### Reading text
---

With only his right hand, he grabs the octopus, squeezes and twists its head, sticks two fingers into its brain, and then pulls it up to shore. The octopus tries to position its tentacles on Toto's stump and pull him down to the depths. When Toto manages to bring an octopus up to the surface, he holds its tentacles and beats its head against a rock (with one hand, somehow managing not to let it slide out of his grip and go flying back into the sea).

Eight arms against one, and Toto is always the victor.

I am in the living room of the Avallones' apartment listening to Toto describe yesterday's slippery battle with the
polipo.
We are sitting on the silk couch, and he hasn't stopped grinning, or talking, for the last twenty minutes. I should be helping to prepare the meal: I am a woman, after all. The sea smell of the octopus overpowers the doughy scent of the spinach pie in the oven. I can hear the shuffling efficiency of Raffaella and her sister Pia in the kitchen, and know that any attempt at “help” would basically mean my getting in the way of their all-important preparation of the
polipo.
Giving my undivided attention to Zio Toto, I've decided, is my most useful contribution to the cause.

“Isn't it dangerous? I mean, the octopus could grab you and pull you down,” I ask him.

“Eeeeh,”
he exhales, making a Neapolitan sound which is used to mean, What are you gonna do? That's life. I hear this often in places like the post office or bank, when I protest that they shouldn't be closing at 1:15 in the afternoon—it says on the door they're open until 1:30 and I have a bill to pay!
“Eeeeh,”
on the exhale. That's life.

Toto proudly rolls up the sleeve of his dress shirt. He unscrews his prosthetic hand so that I can get a better look at his war wounds. All the way down to his stub, there are reddish-brown hickeys.
“Quelli s'aggrappano, t'abbracciano.”
The little suckers grab on to you and hug you tight. Once, he tells me, he got badly bitten by a particularly aggressive
polipo
(one has to be careful not only of the suction cups but of the octopus's little hidden beak, too!).

The ritual for octopus preparation is this: after the battle, after the triumphant beating against the rock, Zio Toto, with long gray hair and Speedo dripping, delivers the octopus to his sisters, who stick it into a plastic bag. Back home in the kitchen, Raffaella pounds the creature again, this time on a cutting board with a meat tenderizer. Then, after she's cleaned him and removed his hard “beak,” she holds his head above a pot of boiling water and dunks his tentacles three times. The tentacles curl up on contact with the water, creating an instant 1960s bob hairdo. There is a cork floating in the water—it makes the tentacles more tender. (Beating against a rock, dunked three times in boiling water with cork: Is this some kind of witchcraft?)

---

### Exercise set
(1) Answer the following questions using the passage about Zio Toto and the octopus.
(a) Against what does Toto beat the octopus's head once he brings it to the surface?
(b) What is baking in the oven while the octopus is being prepared?
(c) How many times does Raffaella dunk the tentacles into the boiling water?
(2) From the passage about Zio Toto and the octopus, write out everything from "Toto proudly rolls" down to "are reddish-brown hickeys.".

### Dataset excerpts

---

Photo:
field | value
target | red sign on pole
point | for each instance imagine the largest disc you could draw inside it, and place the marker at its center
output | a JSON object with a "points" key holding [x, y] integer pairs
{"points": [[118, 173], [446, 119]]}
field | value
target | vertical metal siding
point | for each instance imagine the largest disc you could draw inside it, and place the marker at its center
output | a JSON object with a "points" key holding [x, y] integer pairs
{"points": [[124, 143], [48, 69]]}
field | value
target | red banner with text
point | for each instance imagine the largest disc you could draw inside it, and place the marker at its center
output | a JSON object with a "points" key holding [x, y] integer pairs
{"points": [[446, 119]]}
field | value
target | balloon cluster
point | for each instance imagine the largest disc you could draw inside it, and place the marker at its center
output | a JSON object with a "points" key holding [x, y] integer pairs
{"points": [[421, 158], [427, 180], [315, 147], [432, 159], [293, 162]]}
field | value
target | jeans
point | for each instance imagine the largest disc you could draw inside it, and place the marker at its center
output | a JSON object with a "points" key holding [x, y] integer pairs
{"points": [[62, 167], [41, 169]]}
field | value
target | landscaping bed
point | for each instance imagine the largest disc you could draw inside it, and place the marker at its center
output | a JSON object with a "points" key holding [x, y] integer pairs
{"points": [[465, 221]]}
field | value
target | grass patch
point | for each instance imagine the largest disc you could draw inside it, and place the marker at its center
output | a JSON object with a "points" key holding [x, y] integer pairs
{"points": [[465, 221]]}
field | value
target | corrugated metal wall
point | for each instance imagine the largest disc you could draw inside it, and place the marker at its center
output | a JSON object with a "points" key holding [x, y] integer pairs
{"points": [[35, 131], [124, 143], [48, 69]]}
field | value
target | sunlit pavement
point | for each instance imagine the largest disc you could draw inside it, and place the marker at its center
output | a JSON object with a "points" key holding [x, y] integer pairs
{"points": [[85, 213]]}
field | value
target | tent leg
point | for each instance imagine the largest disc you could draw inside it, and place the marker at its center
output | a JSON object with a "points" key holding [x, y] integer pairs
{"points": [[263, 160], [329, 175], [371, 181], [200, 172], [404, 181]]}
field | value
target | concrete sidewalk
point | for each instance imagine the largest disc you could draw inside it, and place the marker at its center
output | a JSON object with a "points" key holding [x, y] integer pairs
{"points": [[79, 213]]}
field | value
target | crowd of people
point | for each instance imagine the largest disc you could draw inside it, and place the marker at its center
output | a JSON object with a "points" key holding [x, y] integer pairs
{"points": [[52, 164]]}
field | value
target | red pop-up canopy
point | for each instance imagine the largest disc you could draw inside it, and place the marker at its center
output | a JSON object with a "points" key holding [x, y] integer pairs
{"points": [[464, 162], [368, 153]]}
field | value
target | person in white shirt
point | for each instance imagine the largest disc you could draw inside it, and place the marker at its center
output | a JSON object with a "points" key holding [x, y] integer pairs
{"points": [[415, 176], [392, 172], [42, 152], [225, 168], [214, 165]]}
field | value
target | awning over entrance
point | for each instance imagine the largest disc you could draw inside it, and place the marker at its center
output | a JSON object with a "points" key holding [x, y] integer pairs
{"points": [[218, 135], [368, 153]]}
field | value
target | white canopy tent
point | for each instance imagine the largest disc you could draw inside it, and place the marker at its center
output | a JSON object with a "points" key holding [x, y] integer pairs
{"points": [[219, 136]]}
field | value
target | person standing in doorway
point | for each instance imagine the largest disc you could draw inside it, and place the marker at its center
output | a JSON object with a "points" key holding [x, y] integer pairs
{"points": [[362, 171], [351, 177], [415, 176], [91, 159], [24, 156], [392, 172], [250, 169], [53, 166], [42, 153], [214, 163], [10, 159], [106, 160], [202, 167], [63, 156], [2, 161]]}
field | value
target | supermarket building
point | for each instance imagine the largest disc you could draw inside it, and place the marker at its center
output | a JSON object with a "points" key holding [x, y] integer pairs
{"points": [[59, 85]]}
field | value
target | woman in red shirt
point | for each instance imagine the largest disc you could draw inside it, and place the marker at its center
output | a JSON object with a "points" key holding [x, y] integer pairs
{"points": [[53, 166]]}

---

### Responses for each task
(1)
(a) A rock.
(b) A spinach pie.
(c) Three times.

(2)
Toto proudly rolls up the sleeve of his dress shirt. He unscrews his prosthetic hand so that I can get a better look at his war wounds. All the way down to his stub, there are reddish-brown hickeys.